Given instruction:
Copy every row below word for word, without changing or leaving out a single line.

>> BEGIN Extracted information

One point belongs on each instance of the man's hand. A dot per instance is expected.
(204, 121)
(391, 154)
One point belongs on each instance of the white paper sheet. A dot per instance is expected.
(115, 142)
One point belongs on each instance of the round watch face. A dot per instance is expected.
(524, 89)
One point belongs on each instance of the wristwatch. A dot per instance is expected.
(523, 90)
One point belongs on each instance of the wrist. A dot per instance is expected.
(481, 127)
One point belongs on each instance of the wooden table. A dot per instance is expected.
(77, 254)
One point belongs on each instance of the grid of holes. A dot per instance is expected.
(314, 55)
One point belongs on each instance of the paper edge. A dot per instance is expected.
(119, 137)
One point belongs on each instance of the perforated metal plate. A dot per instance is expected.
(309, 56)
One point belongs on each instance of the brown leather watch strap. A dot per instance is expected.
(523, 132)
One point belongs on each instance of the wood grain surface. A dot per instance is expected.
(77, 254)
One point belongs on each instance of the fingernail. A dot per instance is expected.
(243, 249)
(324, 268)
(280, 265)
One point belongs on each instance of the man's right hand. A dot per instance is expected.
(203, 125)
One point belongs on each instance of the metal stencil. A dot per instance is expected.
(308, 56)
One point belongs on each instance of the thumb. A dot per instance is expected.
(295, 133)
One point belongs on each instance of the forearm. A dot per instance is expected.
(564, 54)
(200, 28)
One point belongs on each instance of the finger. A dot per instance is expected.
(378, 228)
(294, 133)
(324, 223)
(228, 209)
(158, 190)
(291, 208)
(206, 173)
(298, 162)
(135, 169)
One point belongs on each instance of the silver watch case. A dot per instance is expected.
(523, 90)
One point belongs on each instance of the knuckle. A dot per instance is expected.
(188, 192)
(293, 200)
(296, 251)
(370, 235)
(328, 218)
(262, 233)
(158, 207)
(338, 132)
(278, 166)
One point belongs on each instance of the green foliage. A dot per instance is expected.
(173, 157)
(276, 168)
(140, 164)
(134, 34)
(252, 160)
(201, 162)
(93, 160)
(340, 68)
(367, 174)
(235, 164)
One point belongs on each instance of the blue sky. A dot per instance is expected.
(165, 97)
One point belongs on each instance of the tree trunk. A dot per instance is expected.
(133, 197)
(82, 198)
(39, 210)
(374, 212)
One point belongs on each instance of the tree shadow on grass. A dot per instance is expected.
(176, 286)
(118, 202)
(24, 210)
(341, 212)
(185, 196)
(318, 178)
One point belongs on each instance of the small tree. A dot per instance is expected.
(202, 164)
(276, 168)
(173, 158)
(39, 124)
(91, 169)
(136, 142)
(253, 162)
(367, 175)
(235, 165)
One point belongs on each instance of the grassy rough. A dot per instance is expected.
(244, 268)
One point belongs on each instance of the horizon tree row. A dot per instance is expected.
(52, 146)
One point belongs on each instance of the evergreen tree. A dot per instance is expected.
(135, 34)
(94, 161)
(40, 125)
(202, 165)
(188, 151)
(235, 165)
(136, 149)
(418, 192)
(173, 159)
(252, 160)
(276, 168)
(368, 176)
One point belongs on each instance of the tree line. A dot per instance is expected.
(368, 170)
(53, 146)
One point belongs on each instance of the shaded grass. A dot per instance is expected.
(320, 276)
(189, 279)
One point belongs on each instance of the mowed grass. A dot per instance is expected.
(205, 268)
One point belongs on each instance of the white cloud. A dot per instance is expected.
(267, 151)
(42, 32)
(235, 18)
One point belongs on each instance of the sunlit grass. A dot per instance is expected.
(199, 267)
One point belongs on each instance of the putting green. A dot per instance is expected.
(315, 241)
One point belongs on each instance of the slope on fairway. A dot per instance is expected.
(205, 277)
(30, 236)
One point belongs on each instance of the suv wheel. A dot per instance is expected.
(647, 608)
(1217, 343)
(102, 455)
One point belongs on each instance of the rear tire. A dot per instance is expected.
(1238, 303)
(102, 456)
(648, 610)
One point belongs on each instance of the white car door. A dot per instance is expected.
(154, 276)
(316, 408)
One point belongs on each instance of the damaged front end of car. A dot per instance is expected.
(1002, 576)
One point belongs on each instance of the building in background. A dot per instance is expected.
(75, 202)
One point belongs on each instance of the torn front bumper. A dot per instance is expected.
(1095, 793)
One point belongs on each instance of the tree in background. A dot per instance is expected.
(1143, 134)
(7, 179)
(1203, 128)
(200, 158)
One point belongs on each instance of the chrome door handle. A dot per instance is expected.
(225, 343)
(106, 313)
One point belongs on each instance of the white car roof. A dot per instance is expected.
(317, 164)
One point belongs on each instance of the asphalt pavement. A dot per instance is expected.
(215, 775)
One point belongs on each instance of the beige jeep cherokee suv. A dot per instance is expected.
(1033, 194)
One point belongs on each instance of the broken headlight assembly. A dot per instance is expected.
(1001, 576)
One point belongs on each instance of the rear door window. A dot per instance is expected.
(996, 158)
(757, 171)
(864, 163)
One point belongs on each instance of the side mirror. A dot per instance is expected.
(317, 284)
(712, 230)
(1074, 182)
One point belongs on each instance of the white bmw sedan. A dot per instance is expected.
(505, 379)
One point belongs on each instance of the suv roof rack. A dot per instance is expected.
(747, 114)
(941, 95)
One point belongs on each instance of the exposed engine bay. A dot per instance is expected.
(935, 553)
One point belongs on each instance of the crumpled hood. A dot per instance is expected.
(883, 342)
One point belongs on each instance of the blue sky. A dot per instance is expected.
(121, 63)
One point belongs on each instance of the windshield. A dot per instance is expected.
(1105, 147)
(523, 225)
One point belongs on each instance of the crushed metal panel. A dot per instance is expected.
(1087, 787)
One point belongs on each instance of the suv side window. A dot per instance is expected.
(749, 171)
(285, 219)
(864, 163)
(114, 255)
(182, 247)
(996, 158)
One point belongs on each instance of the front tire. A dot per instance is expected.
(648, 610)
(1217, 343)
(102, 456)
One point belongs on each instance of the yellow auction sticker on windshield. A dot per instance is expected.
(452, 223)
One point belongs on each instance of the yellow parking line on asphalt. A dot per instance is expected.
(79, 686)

>> END Extracted information

Result below:
One point belongs on each instance of the man's hand. A dot per instance is expected.
(204, 121)
(391, 154)
One point belongs on each instance of the white paper sheet. A dot per instance is expected.
(115, 142)
One point belongs on each instance of the round watch face. A dot per instance is expected.
(524, 89)
One point belongs on each instance of the wristwatch. A dot per instance is expected.
(523, 90)
One point belongs on each instance of the wrist. A dot per instance is expected.
(481, 127)
One point belongs on each instance of the wooden table. A dot per instance is expected.
(77, 254)
One point belongs on each instance of the grid of holes. A dot per instance is expected.
(314, 55)
One point belongs on each instance of the paper edge. A dot per instance is expected.
(119, 137)
One point belongs on each instance of the perforated metal plate. A dot per instance is expected.
(309, 56)
One point belongs on each instance of the brown leather watch strap. A dot per instance is expected.
(523, 132)
One point belongs on each instance of the wood grain surface. A dot per instance is expected.
(77, 254)
One point belongs on each instance of the fingernail. A dot per instance is expected.
(243, 249)
(324, 268)
(280, 265)
One point belongs on each instance of the man's right hand. A dot per instance is expected.
(203, 125)
One point belongs on each instance of the metal stencil. A dot per instance is expected.
(308, 56)
One point belongs on each instance of the thumb. A dot per instance is expected.
(295, 133)
One point belongs on each instance of the forearm. A dot per instance is expected.
(564, 54)
(200, 28)
One point belongs on each instance of the finger. A dot per instance is expected.
(378, 228)
(294, 133)
(324, 223)
(228, 209)
(158, 190)
(291, 208)
(206, 173)
(298, 162)
(135, 169)
One point belongs on each instance of the silver watch case. A dot per instance is expected.
(523, 90)
One point belongs on each instance of the knuckle. A dot per instance is expected.
(188, 192)
(293, 200)
(296, 251)
(370, 235)
(328, 218)
(262, 233)
(158, 207)
(338, 132)
(278, 166)
One point belongs on each instance of the green foliage. A dot per instance is expected.
(173, 157)
(276, 168)
(140, 164)
(134, 34)
(252, 160)
(201, 162)
(93, 160)
(340, 68)
(367, 174)
(235, 164)
One point belongs on each instance of the blue sky. A dot per instance is expected.
(165, 97)
One point belongs on each instance of the tree trunk. A dot per instance is expected.
(133, 197)
(82, 198)
(39, 210)
(374, 212)
One point belongs on each instance of the tree shadow on grass. A dot per instance is expected.
(176, 286)
(118, 202)
(24, 210)
(341, 212)
(185, 196)
(318, 178)
One point belongs on each instance of the small tree. A dot per instance is expected.
(202, 164)
(276, 168)
(173, 158)
(39, 124)
(91, 169)
(136, 142)
(253, 162)
(367, 175)
(235, 165)
One point belongs on each instance of the grassy rough. A dot per instance is expected.
(244, 268)
One point belongs on each instance of the horizon tree row. A dot per instance is expected.
(52, 146)
One point belongs on each instance of the evergreen tree. A dot per instance is expected.
(135, 34)
(94, 161)
(40, 125)
(202, 165)
(188, 151)
(235, 165)
(136, 149)
(418, 192)
(173, 159)
(252, 160)
(276, 168)
(368, 176)
One point belongs on each instance of the tree line. A dot per instance is expected.
(368, 170)
(53, 146)
One point belongs on each instance of the shaded grass. A dot per instance is expected.
(320, 276)
(189, 279)
One point belongs on each instance of the mowed grass. A dot per instance is expected.
(205, 268)
One point belongs on each instance of the white cloud. A dot per instance is expected.
(267, 151)
(42, 32)
(235, 18)
One point belongs on each instance of the sunlit grass. A dot per instance is expected.
(199, 267)
One point belongs on each instance of the putting green. A dot per instance is expected.
(315, 241)
One point belongs on each instance of the slope on fairway. A dot per instance is expected.
(205, 277)
(30, 236)
One point belongs on each instance of the suv wheel. A dot per instance is expected.
(647, 608)
(1217, 343)
(102, 455)
One point belongs on each instance of the rear tire. A dot per instance is expected.
(1238, 303)
(102, 456)
(648, 610)
One point belongs on each instance of the white car door. A dot per instance is expected.
(154, 276)
(316, 408)
One point belongs on each instance of the damaged front end of car. A dot per instance is expected.
(1002, 576)
One point belongs on each instance of the building in background. A dot per instance is expected.
(75, 202)
One point belongs on each instance of the torn front bumper. A dot per instance is expected.
(1095, 793)
One point belongs on each instance of the tree in background. A dot per instance is expected.
(1143, 134)
(7, 179)
(1203, 128)
(200, 158)
One point belongs on each instance of the chrome door handle. A dot per instance is expected.
(225, 343)
(106, 313)
One point belongs on each instance of the white car roof. A dot per instance is expected.
(317, 164)
One point belongs on each instance of the asphalt pavement. A dot per instance is expected.
(215, 775)
One point belongs on each instance of the beige jeep cherokee suv. A dot per instance is expected.
(1033, 194)
One point belongs on each instance of the broken headlight assembly. A dot per instance is expected.
(1001, 576)
One point belongs on each instance of the rear door window. A dot per instance is expected.
(996, 158)
(757, 171)
(864, 163)
One point belongs on each instance of the side mirror. A dot per instance is expected.
(317, 284)
(712, 230)
(1074, 182)
One point belongs on each instance of the white bmw sedan. A dot per instance is expected.
(505, 379)
One point belongs on each instance of the suv roof rack. A dot per instance is expected.
(747, 114)
(941, 95)
One point belongs on each instance of the exposed engine bay. A dot per instance is expected.
(935, 553)
One point belongs on each instance of the crumpled hood. A dot per instance is expected.
(883, 342)
One point belongs on each instance of the blue sky. A dot per instance is expected.
(121, 63)
One point belongs on each instance of the windshield. A dot per instance is expected.
(1105, 147)
(523, 225)
One point belongs on each instance of the crushed metal panel. A dot per instance is expected.
(1087, 787)
One point belongs on each instance of the suv side window. A dot per instance is expected.
(749, 171)
(285, 219)
(864, 163)
(114, 255)
(182, 247)
(996, 158)
One point belongs on each instance of the front tire. A dot per instance is expected.
(648, 610)
(1217, 343)
(102, 456)
One point belongs on each instance of the yellow auction sticker on windshield. A dot per instance is expected.
(452, 223)
One point belongs on each instance of the yellow parking line on asphalt. A dot per instance is expected.
(79, 686)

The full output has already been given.